### Data extracted from a collection

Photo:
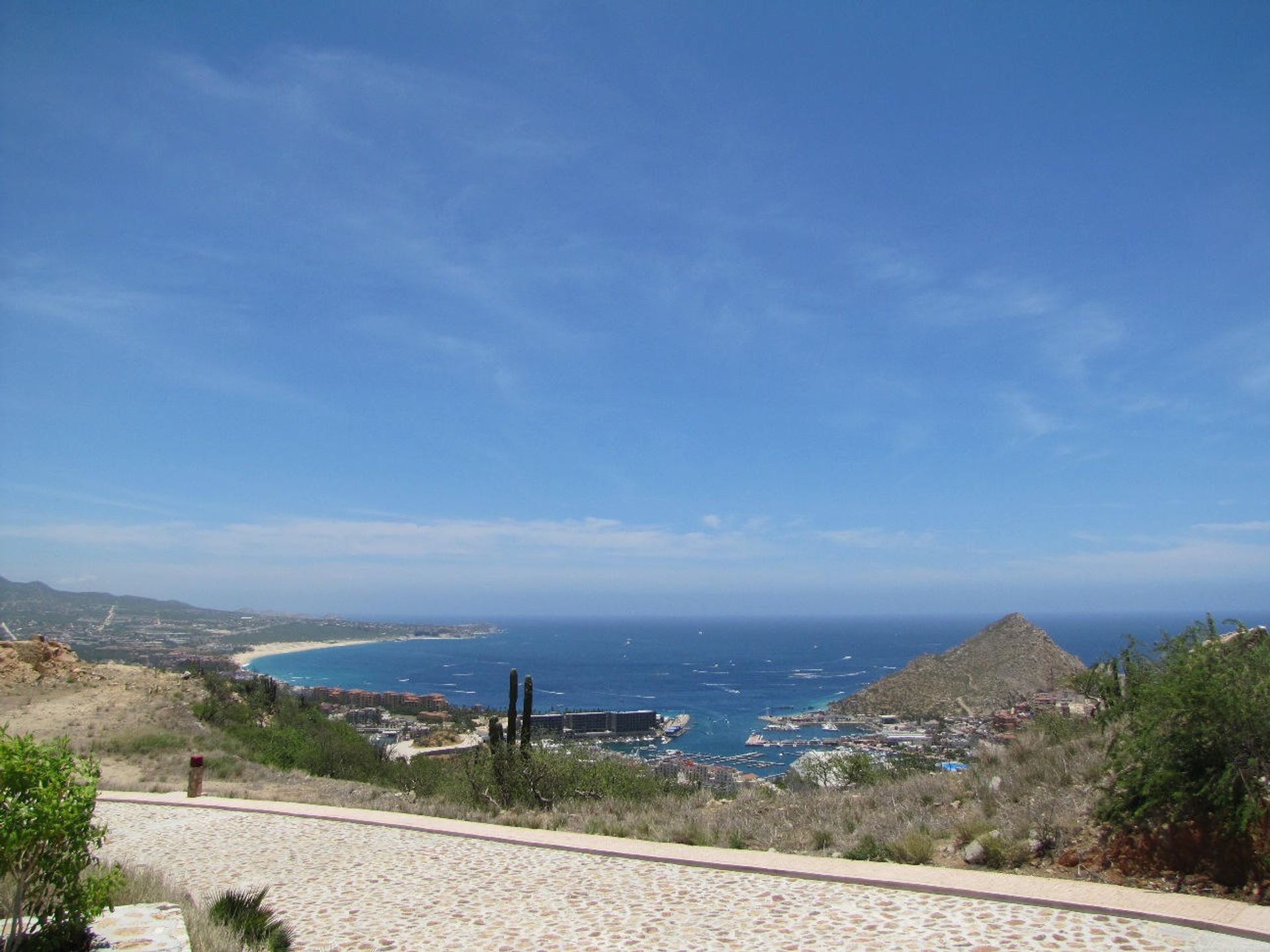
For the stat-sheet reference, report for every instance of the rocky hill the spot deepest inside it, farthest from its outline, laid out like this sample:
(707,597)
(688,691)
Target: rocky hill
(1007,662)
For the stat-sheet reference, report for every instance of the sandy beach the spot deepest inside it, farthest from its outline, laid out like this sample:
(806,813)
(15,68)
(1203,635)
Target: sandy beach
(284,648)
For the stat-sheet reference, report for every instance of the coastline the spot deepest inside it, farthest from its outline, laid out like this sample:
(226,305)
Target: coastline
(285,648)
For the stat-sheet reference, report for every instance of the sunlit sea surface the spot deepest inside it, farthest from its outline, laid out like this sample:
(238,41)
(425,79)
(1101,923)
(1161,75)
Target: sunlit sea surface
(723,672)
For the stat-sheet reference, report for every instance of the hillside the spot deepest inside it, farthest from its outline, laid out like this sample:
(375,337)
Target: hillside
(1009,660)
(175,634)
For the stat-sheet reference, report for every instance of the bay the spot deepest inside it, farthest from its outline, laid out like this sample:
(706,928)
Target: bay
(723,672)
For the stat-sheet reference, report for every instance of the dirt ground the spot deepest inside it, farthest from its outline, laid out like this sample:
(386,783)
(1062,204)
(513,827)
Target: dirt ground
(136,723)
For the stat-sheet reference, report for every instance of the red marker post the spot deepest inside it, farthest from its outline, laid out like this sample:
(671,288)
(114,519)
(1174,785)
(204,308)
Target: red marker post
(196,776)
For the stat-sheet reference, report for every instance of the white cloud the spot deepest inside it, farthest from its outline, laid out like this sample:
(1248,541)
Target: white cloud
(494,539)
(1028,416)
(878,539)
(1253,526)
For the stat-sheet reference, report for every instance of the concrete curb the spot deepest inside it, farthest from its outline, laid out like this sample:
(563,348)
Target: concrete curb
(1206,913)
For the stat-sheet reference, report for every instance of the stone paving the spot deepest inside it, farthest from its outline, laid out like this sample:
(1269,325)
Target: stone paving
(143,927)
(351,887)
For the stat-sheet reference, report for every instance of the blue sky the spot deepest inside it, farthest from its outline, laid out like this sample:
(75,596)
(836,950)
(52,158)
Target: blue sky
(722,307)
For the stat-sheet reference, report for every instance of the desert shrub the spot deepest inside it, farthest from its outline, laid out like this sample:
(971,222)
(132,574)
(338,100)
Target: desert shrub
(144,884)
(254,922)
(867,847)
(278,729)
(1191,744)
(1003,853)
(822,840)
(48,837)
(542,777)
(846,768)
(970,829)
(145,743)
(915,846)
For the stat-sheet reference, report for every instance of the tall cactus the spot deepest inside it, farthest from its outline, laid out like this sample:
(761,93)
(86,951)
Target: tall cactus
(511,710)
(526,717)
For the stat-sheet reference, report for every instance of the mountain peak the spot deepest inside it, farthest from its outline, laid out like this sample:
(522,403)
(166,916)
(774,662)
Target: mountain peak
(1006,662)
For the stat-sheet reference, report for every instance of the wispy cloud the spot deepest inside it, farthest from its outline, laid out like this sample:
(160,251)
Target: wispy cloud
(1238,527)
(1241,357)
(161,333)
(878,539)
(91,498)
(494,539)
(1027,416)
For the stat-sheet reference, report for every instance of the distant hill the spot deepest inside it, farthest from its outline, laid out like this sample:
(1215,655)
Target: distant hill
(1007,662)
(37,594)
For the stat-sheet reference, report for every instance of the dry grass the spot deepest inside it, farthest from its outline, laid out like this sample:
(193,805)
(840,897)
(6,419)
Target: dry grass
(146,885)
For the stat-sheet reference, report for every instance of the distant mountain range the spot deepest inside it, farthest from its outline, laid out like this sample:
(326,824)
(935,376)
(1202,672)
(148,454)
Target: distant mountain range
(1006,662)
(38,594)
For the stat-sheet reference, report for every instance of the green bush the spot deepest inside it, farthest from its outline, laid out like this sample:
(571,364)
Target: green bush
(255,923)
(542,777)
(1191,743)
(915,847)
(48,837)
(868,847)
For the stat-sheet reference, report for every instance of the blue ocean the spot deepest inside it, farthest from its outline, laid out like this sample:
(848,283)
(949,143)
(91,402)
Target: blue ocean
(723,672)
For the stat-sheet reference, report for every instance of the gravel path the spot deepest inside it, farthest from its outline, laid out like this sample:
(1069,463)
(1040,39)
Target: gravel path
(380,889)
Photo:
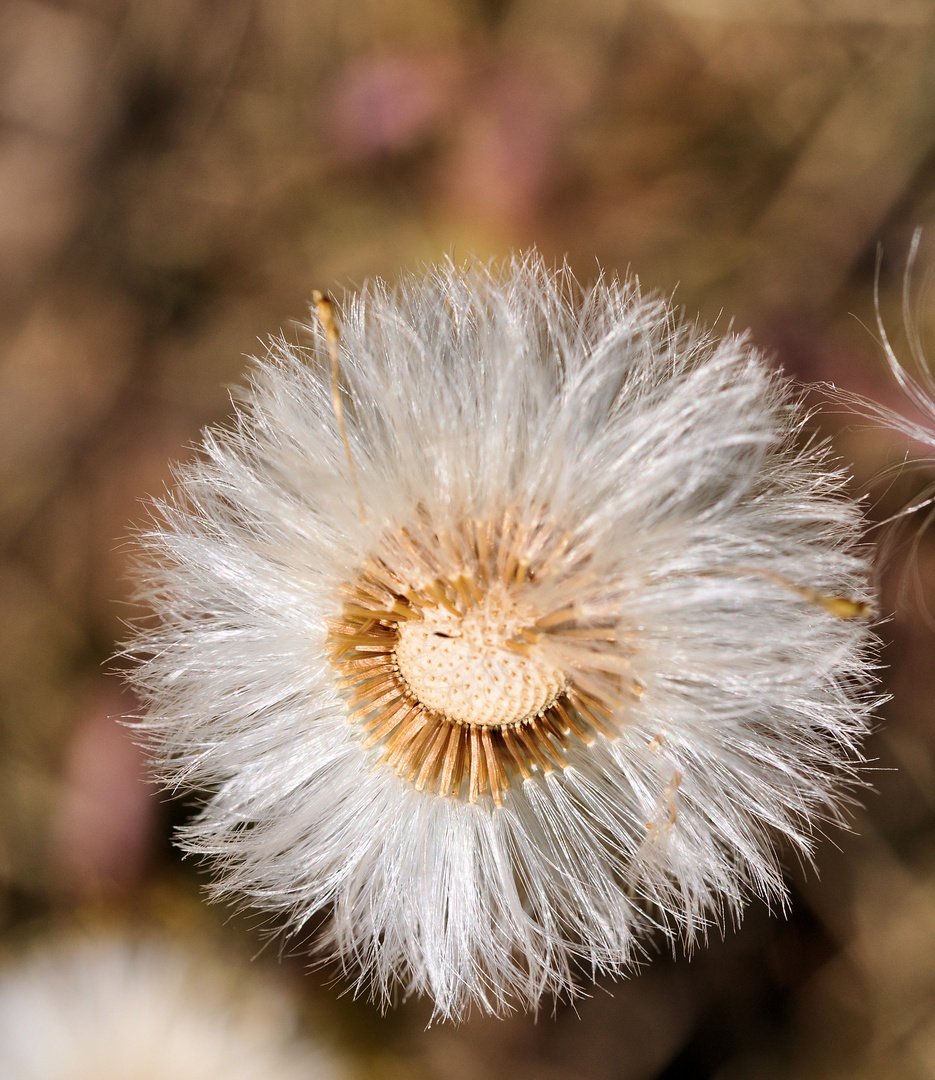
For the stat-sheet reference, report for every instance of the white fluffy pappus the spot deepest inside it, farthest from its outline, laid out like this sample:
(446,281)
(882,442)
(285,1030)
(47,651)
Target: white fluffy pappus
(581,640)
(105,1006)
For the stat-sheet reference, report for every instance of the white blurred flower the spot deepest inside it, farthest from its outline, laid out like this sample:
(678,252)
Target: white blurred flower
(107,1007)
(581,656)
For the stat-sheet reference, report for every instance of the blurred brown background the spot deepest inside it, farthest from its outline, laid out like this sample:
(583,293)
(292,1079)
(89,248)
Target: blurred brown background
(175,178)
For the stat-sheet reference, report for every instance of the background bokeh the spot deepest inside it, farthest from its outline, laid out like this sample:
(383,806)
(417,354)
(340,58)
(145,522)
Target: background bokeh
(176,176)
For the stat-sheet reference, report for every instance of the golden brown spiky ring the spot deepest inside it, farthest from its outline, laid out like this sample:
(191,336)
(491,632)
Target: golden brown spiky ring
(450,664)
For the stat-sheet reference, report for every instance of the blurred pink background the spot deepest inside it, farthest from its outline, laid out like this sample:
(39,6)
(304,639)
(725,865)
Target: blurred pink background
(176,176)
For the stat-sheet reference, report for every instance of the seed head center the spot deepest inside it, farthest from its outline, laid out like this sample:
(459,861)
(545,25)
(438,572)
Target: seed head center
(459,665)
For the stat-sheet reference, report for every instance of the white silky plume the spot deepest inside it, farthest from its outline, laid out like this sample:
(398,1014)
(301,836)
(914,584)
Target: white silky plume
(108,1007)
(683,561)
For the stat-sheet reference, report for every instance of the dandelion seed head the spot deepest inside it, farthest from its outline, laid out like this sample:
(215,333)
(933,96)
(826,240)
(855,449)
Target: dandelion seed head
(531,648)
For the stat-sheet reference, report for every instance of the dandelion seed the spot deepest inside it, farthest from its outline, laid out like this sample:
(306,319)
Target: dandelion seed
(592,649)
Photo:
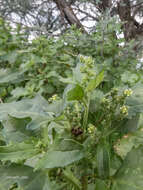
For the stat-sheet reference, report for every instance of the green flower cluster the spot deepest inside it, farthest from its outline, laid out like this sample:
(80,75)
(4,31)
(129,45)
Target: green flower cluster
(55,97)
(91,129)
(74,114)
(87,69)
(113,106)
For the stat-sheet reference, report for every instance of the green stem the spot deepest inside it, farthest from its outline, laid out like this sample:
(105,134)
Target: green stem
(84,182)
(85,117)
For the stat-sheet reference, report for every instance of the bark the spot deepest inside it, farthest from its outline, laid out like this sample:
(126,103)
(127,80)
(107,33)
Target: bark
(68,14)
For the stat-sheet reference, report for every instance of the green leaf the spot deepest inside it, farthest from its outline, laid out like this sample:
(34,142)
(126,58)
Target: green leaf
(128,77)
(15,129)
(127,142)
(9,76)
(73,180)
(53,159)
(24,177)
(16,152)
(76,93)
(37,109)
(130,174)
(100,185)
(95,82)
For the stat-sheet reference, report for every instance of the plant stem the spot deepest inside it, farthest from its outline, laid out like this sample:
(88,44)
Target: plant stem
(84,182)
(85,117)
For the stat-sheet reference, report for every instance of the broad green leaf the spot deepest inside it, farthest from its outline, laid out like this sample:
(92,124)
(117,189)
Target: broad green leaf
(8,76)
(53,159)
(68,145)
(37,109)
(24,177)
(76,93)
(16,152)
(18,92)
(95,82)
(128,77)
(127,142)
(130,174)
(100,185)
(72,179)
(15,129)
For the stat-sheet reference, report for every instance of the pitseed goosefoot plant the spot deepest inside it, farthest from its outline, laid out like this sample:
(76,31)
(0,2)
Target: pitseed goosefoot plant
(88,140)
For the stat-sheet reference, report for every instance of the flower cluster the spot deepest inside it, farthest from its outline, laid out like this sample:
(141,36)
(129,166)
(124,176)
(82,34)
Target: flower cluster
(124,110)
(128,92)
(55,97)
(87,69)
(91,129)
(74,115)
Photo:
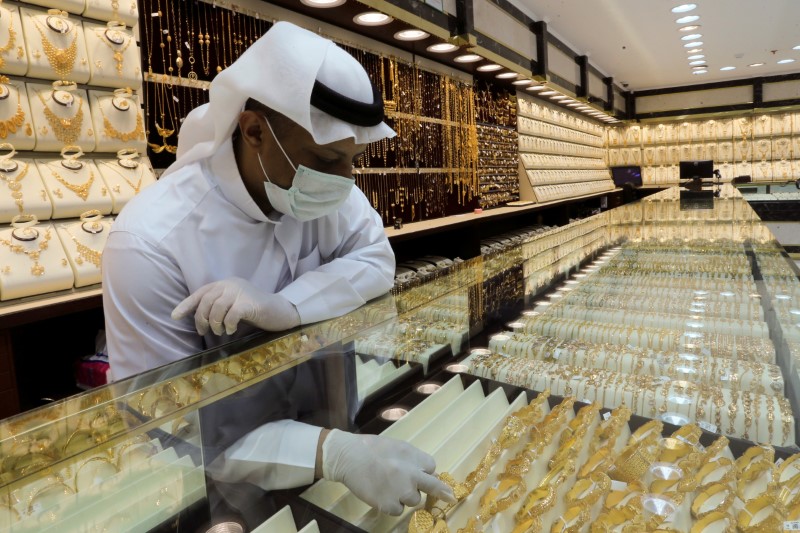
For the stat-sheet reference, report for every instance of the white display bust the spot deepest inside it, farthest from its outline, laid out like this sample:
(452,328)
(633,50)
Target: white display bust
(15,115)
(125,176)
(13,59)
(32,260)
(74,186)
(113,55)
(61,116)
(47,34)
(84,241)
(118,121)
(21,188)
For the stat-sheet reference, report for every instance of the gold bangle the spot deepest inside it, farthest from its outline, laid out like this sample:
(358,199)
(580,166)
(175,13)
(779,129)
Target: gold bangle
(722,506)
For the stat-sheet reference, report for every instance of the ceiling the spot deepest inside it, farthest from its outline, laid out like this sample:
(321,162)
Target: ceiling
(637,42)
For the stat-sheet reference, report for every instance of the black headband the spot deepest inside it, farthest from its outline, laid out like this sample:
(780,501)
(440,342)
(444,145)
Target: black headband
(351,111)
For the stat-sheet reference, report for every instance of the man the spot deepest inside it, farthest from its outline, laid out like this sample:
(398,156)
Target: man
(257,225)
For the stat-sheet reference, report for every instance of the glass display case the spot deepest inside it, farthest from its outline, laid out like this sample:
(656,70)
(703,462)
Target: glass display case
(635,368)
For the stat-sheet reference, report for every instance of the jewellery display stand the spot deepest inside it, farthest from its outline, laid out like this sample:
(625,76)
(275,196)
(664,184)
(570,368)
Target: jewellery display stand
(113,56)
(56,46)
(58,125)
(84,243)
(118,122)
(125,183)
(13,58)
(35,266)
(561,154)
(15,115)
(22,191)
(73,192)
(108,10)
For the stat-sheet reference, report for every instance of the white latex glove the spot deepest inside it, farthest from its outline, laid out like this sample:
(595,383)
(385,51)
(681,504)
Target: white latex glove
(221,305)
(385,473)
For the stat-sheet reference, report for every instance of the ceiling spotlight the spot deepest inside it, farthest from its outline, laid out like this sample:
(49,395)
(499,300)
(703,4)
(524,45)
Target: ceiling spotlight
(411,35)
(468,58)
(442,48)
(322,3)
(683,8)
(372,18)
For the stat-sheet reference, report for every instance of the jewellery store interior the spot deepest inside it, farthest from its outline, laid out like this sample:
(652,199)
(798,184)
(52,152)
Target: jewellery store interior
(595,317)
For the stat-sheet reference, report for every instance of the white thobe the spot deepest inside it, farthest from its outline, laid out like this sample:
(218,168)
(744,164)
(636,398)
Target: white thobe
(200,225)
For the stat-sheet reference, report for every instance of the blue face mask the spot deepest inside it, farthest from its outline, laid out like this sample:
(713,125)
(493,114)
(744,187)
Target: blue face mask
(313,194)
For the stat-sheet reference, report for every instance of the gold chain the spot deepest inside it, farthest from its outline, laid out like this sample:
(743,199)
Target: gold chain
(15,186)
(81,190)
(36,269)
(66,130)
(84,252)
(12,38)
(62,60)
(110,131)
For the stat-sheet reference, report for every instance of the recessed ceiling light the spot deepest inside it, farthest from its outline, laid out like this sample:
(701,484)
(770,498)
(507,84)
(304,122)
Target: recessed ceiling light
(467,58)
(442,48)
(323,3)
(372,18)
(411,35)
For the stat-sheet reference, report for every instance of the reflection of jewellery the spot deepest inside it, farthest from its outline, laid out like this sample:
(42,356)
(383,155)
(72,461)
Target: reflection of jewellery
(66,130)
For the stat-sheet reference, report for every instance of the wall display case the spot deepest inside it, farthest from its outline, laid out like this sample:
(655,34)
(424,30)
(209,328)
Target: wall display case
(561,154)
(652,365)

### Given instruction
Rewrite the part of the listing that opens with the line containing "of the reflection" and runs through the end of the listing, replacing "jewellery" with "jewelry" and leaving everything else unchanged.

### The solution
For the stat-sheet reference, report for every instance of the reflection of jewelry the spot deepest inside it, farthest from its outline, laid out like this sample:
(42,356)
(383,155)
(72,461)
Target: reflection of jewelry
(66,130)
For the stat-sheet reference, report for every instance of the wall display case the spot deepest inside it, farthest from its outline, laid out like this sample:
(655,34)
(424,30)
(209,328)
Target: wall display case
(561,154)
(652,365)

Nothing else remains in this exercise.